Nutrição aplicada à Ginástica Rítmica

Por  Dra. Renata Rebello Mendes


 

A ginástica rítmica (GR) é uma modalidade esportiva que exige graciosidade e leveza de movimentos, combinando a dinâmica corporal com o manuseio harmônico de aparelhos oficiais, como bola, maças, fitas, arcos e cordas. Por ser uma combinação de movimentos corporais de extrema dificuldade, com alto nível de habilidade no manejo de aparelhos, e ainda em coordenação com acompanhamento musical, a GR exige das atletas altos níveis de flexibilidade, força explosiva, coordenação, perfeição técnica, e expressões corporal e facial adequadas. Para desenvolverem tantas habilidades, ginastas rítmicas de alto rendimento costumam iniciar sua carreira esportiva aos seis anos de idade, e na adolescência, podem chegar a dez sessões semanais de treinamento, com média de oito horas diárias.

Diante dessa breve caracterização do cenário em que estão envolvidas as ginastas rítmicas, ficam subentendidas as razões pelas quais tais atletas tornam-se mais susceptíveis a riscos metabólicos e nutricionais, como deficiência de energia relativa no esporte (RED-S), desidratação, estresse oxidativo, e danos musculares, além das possíveis inadequações nutricionais encontradas em outras modalidades esportivas, como ingestão insuficiente de cálcio e deficiência de vitamina D.

            Nutricionistas que atuam na GR devem estar preparados para alcançar objetivos como melhora de performance, prevenção de lesões, alterações de composição corporal (com ênfase em emagrecimento), e principalmente, prevenção de deficiências nutricionais e doenças relacionadas.   

            No que se refere à avaliação nutricional, o trabalho é árduo. Para identificação dos prejuízos de saúde inerentes à RED-S, é fundamental verificar o ponto crucial dessa síndrome, ou seja, a baixa “disponibilidade de energia” (LEA – do inglês low energy availability). A disponibilidade de energia (EA - energy availability) é calculada como a diferença entre a ingestão energética total e o custo energético acrescido pelo exercício realizado naquele dia, em relação à massa livre de gordura (MLG). Importante ressaltar que se trata do gasto energético acrescido pelo exercício, e não todo gasto calórico durante o exercício. Em adultos acredita-se que um valor de EA próximo de 45 kcal/kg MLG/dia seja adequado para um equilíbrio energético. Prejuízos observados na RED´S costumam surgir em casos de EA <30 kcal/kg MLG/dia.

### APLIQUE A LEITURA:
**a.** Atualize o trecho do texto sobre nutrição na ginástica rítmica que começa com as palavras "Nutricionistas que atuam" e termina com "e doenças relacionadas.", trocando "melhora de performance" por "melhora de desempenho".
**b.** Escreva a continuação do texto sobre nutrição na ginástica rítmica a partir do ponto em que ele para.
Os registros abaixo são um material à parte, independente do texto.

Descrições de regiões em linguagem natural
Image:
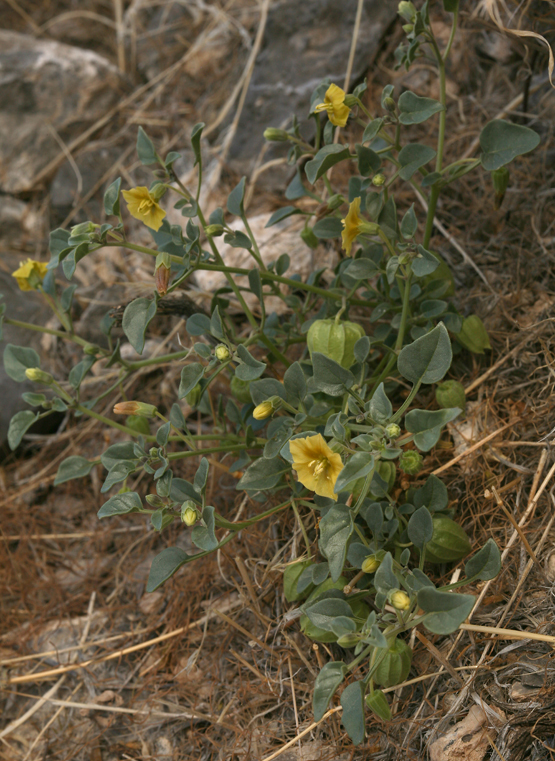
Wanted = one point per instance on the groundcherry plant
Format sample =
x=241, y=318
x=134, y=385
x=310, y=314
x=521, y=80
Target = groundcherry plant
x=322, y=410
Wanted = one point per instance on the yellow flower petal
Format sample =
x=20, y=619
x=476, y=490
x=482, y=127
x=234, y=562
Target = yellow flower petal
x=142, y=206
x=317, y=465
x=351, y=225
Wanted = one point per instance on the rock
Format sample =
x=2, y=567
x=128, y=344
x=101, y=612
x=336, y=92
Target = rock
x=282, y=238
x=46, y=89
x=303, y=43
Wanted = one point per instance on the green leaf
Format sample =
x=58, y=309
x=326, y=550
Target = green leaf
x=368, y=160
x=502, y=141
x=326, y=157
x=336, y=528
x=420, y=527
x=17, y=359
x=262, y=474
x=415, y=110
x=329, y=376
x=327, y=681
x=190, y=376
x=358, y=466
x=295, y=384
x=73, y=467
x=409, y=224
x=485, y=564
x=412, y=157
x=426, y=425
x=196, y=133
x=432, y=495
x=282, y=213
x=121, y=504
x=384, y=578
x=251, y=369
x=327, y=228
x=203, y=536
x=136, y=319
x=352, y=701
x=145, y=148
x=164, y=566
x=19, y=425
x=236, y=197
x=111, y=198
x=427, y=359
x=447, y=610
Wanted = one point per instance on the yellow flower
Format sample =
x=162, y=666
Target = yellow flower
x=30, y=274
x=316, y=464
x=142, y=205
x=351, y=225
x=338, y=112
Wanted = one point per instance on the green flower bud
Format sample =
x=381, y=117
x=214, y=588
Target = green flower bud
x=214, y=231
x=371, y=564
x=393, y=431
x=189, y=513
x=410, y=462
x=273, y=134
x=406, y=10
x=222, y=352
x=335, y=201
x=400, y=600
x=451, y=394
x=241, y=390
x=376, y=701
x=38, y=376
x=334, y=339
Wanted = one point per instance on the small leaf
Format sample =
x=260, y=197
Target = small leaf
x=485, y=564
x=17, y=359
x=164, y=566
x=415, y=110
x=326, y=157
x=136, y=319
x=327, y=681
x=19, y=425
x=427, y=359
x=73, y=467
x=235, y=198
x=352, y=701
x=502, y=141
x=447, y=610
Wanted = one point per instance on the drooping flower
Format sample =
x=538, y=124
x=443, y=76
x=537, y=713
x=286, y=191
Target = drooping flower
x=338, y=112
x=30, y=274
x=351, y=225
x=316, y=464
x=143, y=206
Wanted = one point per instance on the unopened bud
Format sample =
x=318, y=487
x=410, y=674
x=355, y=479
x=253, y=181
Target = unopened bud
x=135, y=408
x=38, y=376
x=189, y=513
x=400, y=600
x=370, y=564
x=222, y=352
x=393, y=431
x=275, y=135
x=213, y=231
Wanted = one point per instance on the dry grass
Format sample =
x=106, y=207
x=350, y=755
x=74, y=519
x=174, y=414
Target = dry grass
x=211, y=666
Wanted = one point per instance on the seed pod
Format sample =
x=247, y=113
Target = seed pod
x=334, y=339
x=241, y=390
x=376, y=701
x=451, y=394
x=449, y=541
x=395, y=667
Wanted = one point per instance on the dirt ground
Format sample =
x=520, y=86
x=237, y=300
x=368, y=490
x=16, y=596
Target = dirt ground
x=213, y=666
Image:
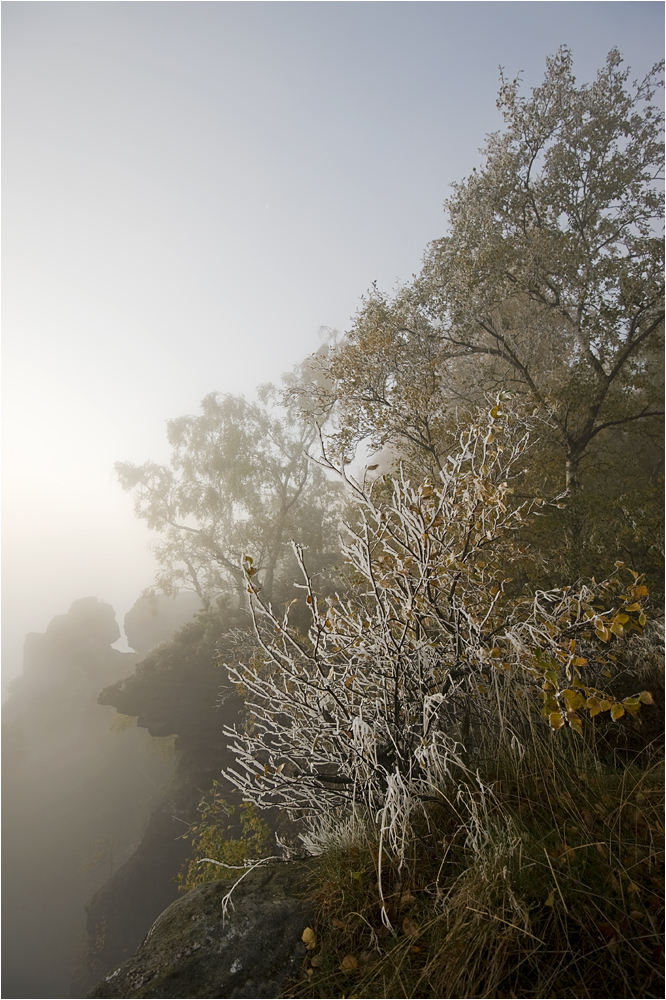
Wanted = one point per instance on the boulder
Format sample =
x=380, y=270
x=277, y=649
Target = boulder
x=194, y=950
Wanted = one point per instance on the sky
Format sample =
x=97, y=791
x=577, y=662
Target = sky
x=191, y=192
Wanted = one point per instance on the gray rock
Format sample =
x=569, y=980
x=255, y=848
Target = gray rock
x=193, y=951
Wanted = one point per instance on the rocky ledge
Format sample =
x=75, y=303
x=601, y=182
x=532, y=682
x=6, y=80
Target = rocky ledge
x=193, y=950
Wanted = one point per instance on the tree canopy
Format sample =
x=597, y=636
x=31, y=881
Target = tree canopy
x=549, y=280
x=239, y=482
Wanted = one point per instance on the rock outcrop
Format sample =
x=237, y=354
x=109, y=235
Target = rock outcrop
x=194, y=950
x=178, y=689
x=76, y=794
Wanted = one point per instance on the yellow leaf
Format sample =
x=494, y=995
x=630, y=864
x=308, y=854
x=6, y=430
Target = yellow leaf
x=593, y=705
x=556, y=720
x=572, y=699
x=309, y=939
x=575, y=723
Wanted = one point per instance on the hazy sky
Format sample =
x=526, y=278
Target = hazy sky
x=190, y=191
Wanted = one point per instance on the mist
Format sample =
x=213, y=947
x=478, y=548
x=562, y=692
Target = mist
x=193, y=195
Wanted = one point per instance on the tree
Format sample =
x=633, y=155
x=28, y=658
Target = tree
x=239, y=481
x=549, y=281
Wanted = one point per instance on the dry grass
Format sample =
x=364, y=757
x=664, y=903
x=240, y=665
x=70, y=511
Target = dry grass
x=564, y=898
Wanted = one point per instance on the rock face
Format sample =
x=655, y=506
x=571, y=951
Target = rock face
x=76, y=794
x=192, y=950
x=179, y=688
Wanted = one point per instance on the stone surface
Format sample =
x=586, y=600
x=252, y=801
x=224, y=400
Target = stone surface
x=192, y=950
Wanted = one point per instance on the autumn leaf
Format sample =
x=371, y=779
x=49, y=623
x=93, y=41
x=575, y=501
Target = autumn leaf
x=556, y=720
x=309, y=939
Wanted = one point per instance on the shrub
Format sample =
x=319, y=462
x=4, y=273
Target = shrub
x=400, y=683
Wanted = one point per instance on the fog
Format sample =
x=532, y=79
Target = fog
x=191, y=192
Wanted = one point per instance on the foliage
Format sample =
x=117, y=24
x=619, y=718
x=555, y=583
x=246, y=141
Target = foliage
x=239, y=478
x=563, y=897
x=549, y=282
x=430, y=644
x=210, y=838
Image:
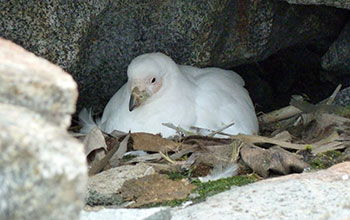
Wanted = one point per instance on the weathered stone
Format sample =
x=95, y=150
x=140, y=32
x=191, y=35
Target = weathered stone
x=320, y=195
x=337, y=58
x=32, y=82
x=222, y=33
x=343, y=97
x=129, y=214
x=43, y=170
x=103, y=187
x=335, y=3
x=96, y=40
x=50, y=29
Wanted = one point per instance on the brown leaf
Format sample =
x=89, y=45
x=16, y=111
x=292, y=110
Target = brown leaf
x=94, y=140
x=274, y=160
x=151, y=142
x=98, y=166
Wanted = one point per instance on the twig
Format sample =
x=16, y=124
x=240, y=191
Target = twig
x=98, y=166
x=166, y=157
x=220, y=130
x=334, y=94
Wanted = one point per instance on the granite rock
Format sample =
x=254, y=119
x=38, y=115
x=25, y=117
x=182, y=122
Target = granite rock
x=319, y=195
x=43, y=169
x=103, y=187
x=337, y=57
x=33, y=82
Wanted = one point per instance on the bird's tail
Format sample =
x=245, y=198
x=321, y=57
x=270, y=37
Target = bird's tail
x=86, y=121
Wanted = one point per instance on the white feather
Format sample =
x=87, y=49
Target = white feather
x=86, y=121
x=220, y=172
x=189, y=96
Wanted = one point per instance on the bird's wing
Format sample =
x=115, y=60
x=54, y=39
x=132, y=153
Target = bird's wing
x=197, y=73
x=221, y=99
x=114, y=110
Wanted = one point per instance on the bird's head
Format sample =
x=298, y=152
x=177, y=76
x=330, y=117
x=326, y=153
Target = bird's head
x=146, y=75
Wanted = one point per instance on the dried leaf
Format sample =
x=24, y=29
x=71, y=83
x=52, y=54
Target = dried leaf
x=154, y=188
x=274, y=160
x=151, y=142
x=123, y=147
x=98, y=166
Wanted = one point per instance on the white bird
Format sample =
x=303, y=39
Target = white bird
x=160, y=91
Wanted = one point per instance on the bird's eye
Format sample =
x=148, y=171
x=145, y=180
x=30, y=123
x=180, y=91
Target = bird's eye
x=153, y=80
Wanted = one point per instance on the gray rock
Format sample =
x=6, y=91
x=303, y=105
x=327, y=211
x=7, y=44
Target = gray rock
x=43, y=170
x=33, y=82
x=218, y=33
x=50, y=29
x=337, y=58
x=320, y=195
x=96, y=40
x=103, y=187
x=343, y=98
x=129, y=214
x=335, y=3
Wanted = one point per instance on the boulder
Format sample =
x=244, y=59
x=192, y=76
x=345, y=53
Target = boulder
x=36, y=84
x=43, y=171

### RESPOSTAS POR TAREFA:
**a.**
Nutricionistas que atuam na GR devem estar preparados para alcançar objetivos como melhora de desempenho, prevenção de lesões, alterações de composição corporal (com ênfase em emagrecimento), e principalmente, prevenção de deficiências nutricionais e doenças relacionadas.

**b.**
Considerando que a ginástica rítmica é uma modalidade que apresenta movimentos de alto impacto e elevada frequência de lesões, o baixo peso corporal pode ser uma meta de muitas atletas e equipe técnica, como forma de prevenção de sobrecarga sobre tecidos corporais; adicionalmente, a GR é considerada modalidade estética, além de exigir muitas horas de treinamento, o que implica em menor disponibilidade de tempo para alimentação. Esses fatores, em conjunto, podem culminar em baixa ingestão calórica, e o nutricionista deve estar atento para que a EA não esteja inferior a 30kcal/kgMMg.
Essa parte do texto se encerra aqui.